Data shown
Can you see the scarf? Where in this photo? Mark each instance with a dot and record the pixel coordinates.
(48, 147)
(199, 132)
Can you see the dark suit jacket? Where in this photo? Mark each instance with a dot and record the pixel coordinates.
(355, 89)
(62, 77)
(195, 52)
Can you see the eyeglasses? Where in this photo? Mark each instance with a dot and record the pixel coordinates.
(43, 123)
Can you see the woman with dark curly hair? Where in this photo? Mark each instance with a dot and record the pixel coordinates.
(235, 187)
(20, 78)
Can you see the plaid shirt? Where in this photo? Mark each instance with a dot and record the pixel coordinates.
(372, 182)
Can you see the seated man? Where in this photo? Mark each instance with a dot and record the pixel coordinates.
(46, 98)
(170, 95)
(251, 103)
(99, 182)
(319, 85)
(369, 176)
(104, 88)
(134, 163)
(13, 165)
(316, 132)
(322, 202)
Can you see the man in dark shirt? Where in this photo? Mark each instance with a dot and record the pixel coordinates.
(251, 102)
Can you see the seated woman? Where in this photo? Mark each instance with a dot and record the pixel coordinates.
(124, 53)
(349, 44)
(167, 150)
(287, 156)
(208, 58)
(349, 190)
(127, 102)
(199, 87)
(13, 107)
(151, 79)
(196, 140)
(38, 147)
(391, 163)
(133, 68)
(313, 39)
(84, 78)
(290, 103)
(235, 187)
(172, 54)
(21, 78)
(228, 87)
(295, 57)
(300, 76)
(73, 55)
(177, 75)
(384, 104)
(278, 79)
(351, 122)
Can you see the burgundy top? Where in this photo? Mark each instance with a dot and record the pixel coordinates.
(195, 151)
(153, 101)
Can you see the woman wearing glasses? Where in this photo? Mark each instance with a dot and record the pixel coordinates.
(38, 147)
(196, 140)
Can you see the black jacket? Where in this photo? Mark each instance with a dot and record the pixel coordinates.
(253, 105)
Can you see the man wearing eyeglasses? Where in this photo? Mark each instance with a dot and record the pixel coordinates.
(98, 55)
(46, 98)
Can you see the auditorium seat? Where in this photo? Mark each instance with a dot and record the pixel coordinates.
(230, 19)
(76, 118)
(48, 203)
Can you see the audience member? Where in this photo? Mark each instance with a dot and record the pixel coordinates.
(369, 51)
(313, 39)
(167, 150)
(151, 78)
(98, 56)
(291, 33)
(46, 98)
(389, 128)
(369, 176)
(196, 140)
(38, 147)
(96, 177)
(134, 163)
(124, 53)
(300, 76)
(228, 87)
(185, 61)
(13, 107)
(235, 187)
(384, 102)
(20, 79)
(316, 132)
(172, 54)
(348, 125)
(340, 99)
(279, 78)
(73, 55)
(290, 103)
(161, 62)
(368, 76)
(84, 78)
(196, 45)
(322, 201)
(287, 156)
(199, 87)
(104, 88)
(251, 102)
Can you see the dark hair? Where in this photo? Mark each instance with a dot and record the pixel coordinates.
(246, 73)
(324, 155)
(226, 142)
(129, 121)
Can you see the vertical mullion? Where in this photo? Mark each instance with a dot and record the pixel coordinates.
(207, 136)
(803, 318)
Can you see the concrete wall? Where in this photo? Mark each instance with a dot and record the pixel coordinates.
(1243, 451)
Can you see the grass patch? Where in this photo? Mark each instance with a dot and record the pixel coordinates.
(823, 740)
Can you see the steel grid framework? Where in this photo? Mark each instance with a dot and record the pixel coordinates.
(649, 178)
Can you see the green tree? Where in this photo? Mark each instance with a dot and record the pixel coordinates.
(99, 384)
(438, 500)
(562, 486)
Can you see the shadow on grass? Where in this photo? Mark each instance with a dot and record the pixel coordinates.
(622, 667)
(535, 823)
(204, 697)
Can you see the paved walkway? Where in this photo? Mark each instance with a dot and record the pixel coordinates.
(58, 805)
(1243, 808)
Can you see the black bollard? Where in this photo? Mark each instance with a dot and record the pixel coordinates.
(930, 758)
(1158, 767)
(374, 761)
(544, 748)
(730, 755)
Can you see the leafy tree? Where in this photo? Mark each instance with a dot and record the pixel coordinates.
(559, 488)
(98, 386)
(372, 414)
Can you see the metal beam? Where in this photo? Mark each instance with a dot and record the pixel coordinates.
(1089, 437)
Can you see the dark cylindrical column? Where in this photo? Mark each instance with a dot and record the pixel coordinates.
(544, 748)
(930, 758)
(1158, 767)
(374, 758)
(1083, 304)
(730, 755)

What the exercise asks
Reproduce every entry above word for word, adding nothing and leaving nothing out.

Solution for this problem
Can you see the scarf? Where in this photo? Mark each instance with a dot and record the pixel coordinates.
(48, 147)
(199, 132)
Can you see the dark suit jacket? Where in this photo? Mark each instance with a dot and record the pixel coordinates.
(355, 89)
(62, 77)
(195, 52)
Can you see the eyeglasses? Where in this photo? Mark each instance with a dot and record the pixel coordinates.
(43, 123)
Can you see the woman with dark curly hair? Where in this photo? Mark each instance with a dot and record the pixel coordinates.
(235, 187)
(20, 78)
Can you see the plaid shirt? Where in this photo? Mark each instance with a dot and record the pixel coordinates.
(372, 182)
Can you see the seated man? Where in this photo? Mark each instance with a dot and record the pixel coordinates.
(46, 98)
(170, 95)
(251, 103)
(99, 182)
(319, 85)
(369, 176)
(104, 88)
(134, 163)
(13, 165)
(316, 132)
(322, 202)
Can you see the man in dark shirt? Where in this photo? Mark each instance with a dot and record the pixel coordinates.
(251, 102)
Can you see the seated woman? Where in this photo? Mark each instance with a dot and record the pixel coordinates.
(124, 53)
(349, 44)
(167, 150)
(287, 156)
(208, 58)
(349, 190)
(127, 102)
(199, 87)
(13, 107)
(151, 79)
(196, 140)
(38, 147)
(391, 163)
(133, 68)
(313, 39)
(84, 78)
(290, 103)
(235, 187)
(172, 54)
(21, 78)
(228, 87)
(295, 57)
(300, 76)
(73, 55)
(177, 75)
(384, 104)
(278, 79)
(351, 122)
Can you see the burgundy top? Where in this photo? Mark each instance with a dot and record the pixel coordinates.
(195, 151)
(153, 101)
Can you see the woman wearing glasses? Where in this photo? Mark each instance with a dot and record the pixel coordinates.
(38, 147)
(196, 140)
Can you see the black jacket? Where in this photo? Mark each instance with a dot and record the pixel coordinates.
(253, 105)
Can you see the man wearing eyeglasses? Where in this photo? Mark each instance with a dot and record the pixel coordinates.
(98, 55)
(46, 98)
Can you see the auditorium seat? Where in this photo? Mark each instance with a dot and record the pixel coordinates.
(230, 19)
(76, 118)
(48, 203)
Can you see the audience member? Where in this photo? Mark each instance with a dot and record the pixel coordinates.
(369, 51)
(313, 39)
(167, 150)
(151, 78)
(98, 56)
(291, 33)
(46, 98)
(389, 128)
(369, 176)
(196, 140)
(38, 147)
(96, 177)
(134, 163)
(124, 53)
(300, 76)
(228, 87)
(185, 61)
(13, 107)
(235, 187)
(384, 102)
(20, 79)
(316, 132)
(172, 54)
(348, 125)
(340, 99)
(279, 78)
(73, 55)
(290, 103)
(161, 62)
(368, 76)
(84, 78)
(196, 45)
(322, 201)
(287, 156)
(199, 87)
(104, 88)
(251, 102)
Can you see the dark hair? Where in this photo? Mark each instance with a dot and record the pixel coordinates.
(246, 73)
(324, 155)
(226, 142)
(129, 121)
Can you see the vertical mullion? Where in this photo? Mark each instance with a dot and record the pixel coordinates.
(207, 136)
(803, 318)
Can you see the concrete wall? Where in this photo? Mark each instance with a dot and record the pixel coordinates.
(1243, 451)
Can you see the grass patch? Where in this photo? Mark each instance with a dot and record the pixel coordinates.
(823, 740)
Can you see the steel grid framework? Where in this photo? Mark each instance with a dot and record the pixel coordinates.
(649, 178)
Can you see the green tree? Where in this photo? Mark each instance with a dot and record the pixel coordinates.
(99, 384)
(438, 500)
(562, 486)
Can you see the shadow on grass? Where in this photo? Mark each instance with a dot and record the pixel coordinates.
(622, 667)
(535, 823)
(204, 697)
Can you see the paved walkway? Where in this photo? Mark each instance with a dot and record the pixel coordinates.
(58, 805)
(1243, 808)
Can you see the black bollard? Where in this photo? Mark each instance with a dot and record the pixel coordinates.
(930, 758)
(1158, 767)
(374, 761)
(544, 748)
(730, 755)
Can you see the leafy tree? Where in this photo? Mark each instance with a dot and record the pixel coordinates.
(559, 488)
(98, 386)
(372, 414)
Can you see the metal beam? Where in this photo? Mark each instance with a dot and record the pixel coordinates.
(1089, 437)
Can you see the dark cylindrical column? Where in this photo? Mark each instance with a dot and record the pixel coordinates.
(544, 748)
(930, 758)
(1158, 767)
(374, 758)
(1083, 304)
(730, 755)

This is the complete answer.